# Work required:
Could you write out the records below exactly as they appear?

◆ ◆ ◆ ◆

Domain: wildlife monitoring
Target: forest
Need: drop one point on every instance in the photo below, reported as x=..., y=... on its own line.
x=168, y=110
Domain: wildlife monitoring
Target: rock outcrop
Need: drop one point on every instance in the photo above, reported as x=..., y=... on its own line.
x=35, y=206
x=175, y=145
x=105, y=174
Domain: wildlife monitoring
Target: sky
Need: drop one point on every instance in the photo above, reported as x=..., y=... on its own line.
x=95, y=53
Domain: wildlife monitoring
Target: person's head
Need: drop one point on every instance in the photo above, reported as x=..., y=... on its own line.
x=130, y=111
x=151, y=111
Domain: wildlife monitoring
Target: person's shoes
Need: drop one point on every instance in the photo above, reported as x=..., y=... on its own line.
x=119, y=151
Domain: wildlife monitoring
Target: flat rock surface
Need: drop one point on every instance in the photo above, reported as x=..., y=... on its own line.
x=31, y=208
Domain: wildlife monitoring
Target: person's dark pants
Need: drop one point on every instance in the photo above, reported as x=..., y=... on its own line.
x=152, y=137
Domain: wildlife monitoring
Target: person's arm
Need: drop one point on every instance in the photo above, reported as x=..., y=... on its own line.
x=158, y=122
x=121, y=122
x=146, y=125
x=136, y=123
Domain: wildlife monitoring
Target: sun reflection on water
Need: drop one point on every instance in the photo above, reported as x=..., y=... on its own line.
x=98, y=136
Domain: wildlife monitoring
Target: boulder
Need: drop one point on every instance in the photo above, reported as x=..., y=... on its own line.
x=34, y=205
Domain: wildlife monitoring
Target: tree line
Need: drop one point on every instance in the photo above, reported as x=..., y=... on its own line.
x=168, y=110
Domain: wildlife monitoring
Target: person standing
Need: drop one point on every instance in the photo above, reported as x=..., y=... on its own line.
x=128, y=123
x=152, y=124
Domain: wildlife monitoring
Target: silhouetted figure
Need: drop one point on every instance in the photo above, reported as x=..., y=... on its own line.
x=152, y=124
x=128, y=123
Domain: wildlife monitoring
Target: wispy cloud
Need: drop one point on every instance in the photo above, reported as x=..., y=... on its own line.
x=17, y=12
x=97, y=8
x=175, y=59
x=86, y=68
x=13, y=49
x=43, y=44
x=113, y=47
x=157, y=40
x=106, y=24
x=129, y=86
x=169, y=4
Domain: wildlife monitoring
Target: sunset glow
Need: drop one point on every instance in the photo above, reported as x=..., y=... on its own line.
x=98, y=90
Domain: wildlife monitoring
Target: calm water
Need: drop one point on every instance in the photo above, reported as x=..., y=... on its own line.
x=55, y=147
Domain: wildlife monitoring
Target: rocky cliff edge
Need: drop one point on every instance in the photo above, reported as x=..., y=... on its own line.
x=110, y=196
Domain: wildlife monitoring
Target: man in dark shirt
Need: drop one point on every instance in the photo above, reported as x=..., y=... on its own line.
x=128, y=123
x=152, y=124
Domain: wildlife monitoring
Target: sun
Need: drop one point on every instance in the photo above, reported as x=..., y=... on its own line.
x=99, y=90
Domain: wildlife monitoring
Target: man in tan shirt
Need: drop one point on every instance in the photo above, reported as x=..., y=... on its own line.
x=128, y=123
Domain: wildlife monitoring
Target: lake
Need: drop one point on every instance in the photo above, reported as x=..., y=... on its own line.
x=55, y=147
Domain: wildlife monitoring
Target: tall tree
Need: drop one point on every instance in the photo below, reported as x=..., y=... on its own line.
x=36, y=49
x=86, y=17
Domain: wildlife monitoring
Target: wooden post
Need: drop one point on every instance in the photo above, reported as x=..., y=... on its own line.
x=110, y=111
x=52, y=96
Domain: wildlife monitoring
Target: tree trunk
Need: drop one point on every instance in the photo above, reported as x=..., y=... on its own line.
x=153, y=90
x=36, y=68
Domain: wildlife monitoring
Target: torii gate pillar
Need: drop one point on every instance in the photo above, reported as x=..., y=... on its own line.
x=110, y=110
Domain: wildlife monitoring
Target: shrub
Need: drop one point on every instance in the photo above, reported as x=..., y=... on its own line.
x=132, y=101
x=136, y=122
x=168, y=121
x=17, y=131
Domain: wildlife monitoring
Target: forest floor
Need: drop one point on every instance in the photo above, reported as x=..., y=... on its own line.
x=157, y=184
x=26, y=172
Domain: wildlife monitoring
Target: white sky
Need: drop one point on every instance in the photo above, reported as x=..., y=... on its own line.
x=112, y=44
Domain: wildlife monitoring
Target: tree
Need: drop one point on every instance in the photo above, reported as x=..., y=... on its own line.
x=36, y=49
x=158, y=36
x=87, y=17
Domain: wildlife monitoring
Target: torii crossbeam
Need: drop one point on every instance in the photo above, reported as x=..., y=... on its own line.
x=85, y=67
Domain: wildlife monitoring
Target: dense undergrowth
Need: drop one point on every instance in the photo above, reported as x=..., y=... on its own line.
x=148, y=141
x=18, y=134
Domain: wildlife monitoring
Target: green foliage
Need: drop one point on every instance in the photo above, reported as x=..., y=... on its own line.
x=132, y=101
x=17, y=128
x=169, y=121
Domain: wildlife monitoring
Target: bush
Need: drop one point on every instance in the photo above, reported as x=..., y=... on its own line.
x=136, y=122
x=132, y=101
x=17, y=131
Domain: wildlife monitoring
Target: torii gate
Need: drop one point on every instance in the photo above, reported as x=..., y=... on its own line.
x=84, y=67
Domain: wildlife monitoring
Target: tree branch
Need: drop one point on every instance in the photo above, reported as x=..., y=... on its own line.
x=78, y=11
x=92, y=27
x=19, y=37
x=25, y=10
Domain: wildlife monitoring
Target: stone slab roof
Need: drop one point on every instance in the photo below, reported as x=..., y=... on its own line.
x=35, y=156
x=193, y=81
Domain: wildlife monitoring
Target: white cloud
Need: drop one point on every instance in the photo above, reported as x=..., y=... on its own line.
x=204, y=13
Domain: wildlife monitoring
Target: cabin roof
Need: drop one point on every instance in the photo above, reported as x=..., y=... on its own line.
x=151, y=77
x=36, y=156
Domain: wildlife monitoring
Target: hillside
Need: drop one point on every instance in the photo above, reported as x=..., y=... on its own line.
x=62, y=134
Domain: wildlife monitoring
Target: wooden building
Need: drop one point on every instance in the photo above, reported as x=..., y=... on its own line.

◆ ◆ ◆ ◆

# Answer to this problem:
Domain: wildlife monitoring
Target: forest
Need: drop one point on every instance in the photo below, reported as x=..., y=... on its own line.
x=168, y=110
Domain: wildlife monitoring
Target: rock outcrop
Need: drop one point on every instance in the photo above, reported as x=..., y=... on its own line.
x=35, y=206
x=175, y=145
x=105, y=174
Domain: wildlife monitoring
Target: sky
Need: drop one point on every instance in the photo above, reported as x=..., y=... on its own line.
x=95, y=53
Domain: wildlife monitoring
Target: person's head
Need: drop one point on every instance in the photo above, reported as x=..., y=... on its own line.
x=130, y=111
x=151, y=111
Domain: wildlife monitoring
Target: person's shoes
Need: drop one point on every instance in the photo above, reported as x=..., y=... on its own line.
x=119, y=151
Domain: wildlife monitoring
Target: flat rock surface
Need: drop one point on every instance in the photo above, reported as x=..., y=... on its own line.
x=31, y=208
Domain: wildlife monitoring
Target: person's dark pants
Need: drop one point on every instance in the photo above, reported as x=..., y=... on its own line.
x=152, y=137
Domain: wildlife monitoring
Target: person's arm
Need: drop one point on every instance in the photo above, reported as x=..., y=... on its own line.
x=158, y=122
x=121, y=122
x=146, y=125
x=136, y=123
Domain: wildlife monitoring
Target: sun reflection on water
Need: drop one point on every instance in the photo above, reported as x=..., y=... on its own line.
x=98, y=136
Domain: wildlife monitoring
Target: boulder
Need: drop one point on every instance in the photo above, reported as x=..., y=... on its own line.
x=34, y=205
Domain: wildlife monitoring
Target: tree line
Need: drop one point on every instance in the photo above, reported as x=..., y=... on its own line.
x=168, y=110
Domain: wildlife monitoring
Target: person standing
Need: drop one point on every instance in the photo above, reported as x=..., y=... on its own line.
x=128, y=123
x=152, y=124
Domain: wildlife monitoring
Target: silhouetted figure
Need: drop one point on every instance in the photo above, reported as x=..., y=... on its own line.
x=152, y=124
x=128, y=123
Domain: wildlife monitoring
Target: wispy cloud
Need: drop one point on every instance in the photo above, reported as x=..., y=... on its own line.
x=17, y=12
x=97, y=8
x=175, y=59
x=86, y=68
x=13, y=49
x=43, y=44
x=113, y=47
x=157, y=40
x=106, y=24
x=129, y=86
x=169, y=4
Domain: wildlife monitoring
Target: sunset glow
Need: drop one point on every instance in the photo above, reported as x=..., y=... on its own line.
x=98, y=90
Domain: wildlife monitoring
Target: calm water
Need: drop one point on every instance in the photo above, reported as x=..., y=... on its own line.
x=55, y=147
Domain: wildlife monitoring
Target: rocky cliff edge
Need: drop one point on every instance in the photo above, reported as x=..., y=... on its own line.
x=110, y=196
Domain: wildlife monitoring
Target: man in dark shirt
Need: drop one point on every instance in the photo above, reported as x=..., y=... on its own line.
x=128, y=123
x=152, y=124
Domain: wildlife monitoring
Target: sun
Need: drop one point on every instance in the photo above, reported as x=..., y=... on its own line.
x=99, y=90
Domain: wildlife monitoring
Target: man in tan shirt
Need: drop one point on every instance in the photo above, reported as x=..., y=... on its own line.
x=128, y=123
Domain: wildlife monitoring
Target: lake
Need: drop one point on every instance in the photo above, reported as x=..., y=... on its own line.
x=55, y=147
Domain: wildlife monitoring
Target: tall tree
Need: drop one point on every instance in the photo below, reported as x=..., y=... on its own line.
x=36, y=49
x=86, y=17
Domain: wildlife monitoring
Target: wooden post
Need: drop one point on every instance in the photo above, reported as x=..., y=... on its own line.
x=110, y=111
x=52, y=96
Domain: wildlife monitoring
Target: tree trunk
Need: drop one point on every instance in the photo above, reported as x=..., y=... on its own line.
x=153, y=90
x=36, y=68
Domain: wildlife monitoring
Target: torii gate pillar
Need: drop one point on every instance in the photo above, reported as x=..., y=... on its own line.
x=110, y=110
Domain: wildlife monitoring
Target: shrub
Need: drop one point on every instance in the photo above, reported as x=..., y=... on its own line.
x=132, y=101
x=136, y=122
x=168, y=121
x=17, y=131
Domain: wildlife monitoring
Target: forest floor
Need: drop one point on every instance in the photo above, reported as x=..., y=... on its own line.
x=157, y=184
x=26, y=172
Domain: wildlife monitoring
Target: white sky
Need: drop one point on every instance in the photo above, reported as x=..., y=... on its own line.
x=112, y=44
Domain: wildlife monitoring
Target: tree
Need: drop one point on every instance in the photo above, reported as x=..., y=... on its own line.
x=36, y=49
x=158, y=36
x=87, y=17
Domain: wildlife monitoring
Target: torii crossbeam
Need: drop one point on every instance in the photo above, reported as x=..., y=... on its own line.
x=85, y=67
Domain: wildlife monitoring
Target: dense undergrowth
Need: drop one point on every instance in the photo above, reported as x=..., y=... on its own line.
x=148, y=141
x=18, y=134
Domain: wildlife monitoring
Target: green foliage
Need: drop one point on every instance in the photo above, reported as x=..., y=... on its own line.
x=132, y=101
x=17, y=128
x=169, y=121
Domain: wildlife monitoring
Target: bush
Need: drop one point on every instance in the photo above, reported as x=..., y=... on its own line.
x=136, y=122
x=132, y=101
x=17, y=131
Domain: wildlife monitoring
Target: torii gate
Need: drop one point on every instance in the photo above, reported as x=..., y=... on its own line.
x=84, y=67
Domain: wildlife monitoring
Target: tree branch
Need: drop one point on every instance in the photo above, reported as x=..., y=... on its own line.
x=78, y=11
x=92, y=27
x=19, y=37
x=25, y=10
Domain: wildlife monitoring
Target: stone slab roof
Need: drop one point on every instance in the photo below, reported as x=..., y=... on its own line.
x=35, y=156
x=193, y=81
Domain: wildlife monitoring
Target: white cloud
Need: drop one point on every instance in the photo above, reported as x=..., y=... on its own line.
x=204, y=13
Domain: wildlife monitoring
Target: cabin roof
Need: drop one point on every instance in the photo above, reported as x=..., y=... on its own line.
x=151, y=77
x=36, y=156
Domain: wildlife monitoring
Target: hillside
Need: drop one point on every instance in the photo above, reported as x=..., y=... on its own line.
x=62, y=134
Domain: wildlife monitoring
Target: wooden building
Need: drop one point on every instance in the photo above, reported as x=..., y=... on its own line.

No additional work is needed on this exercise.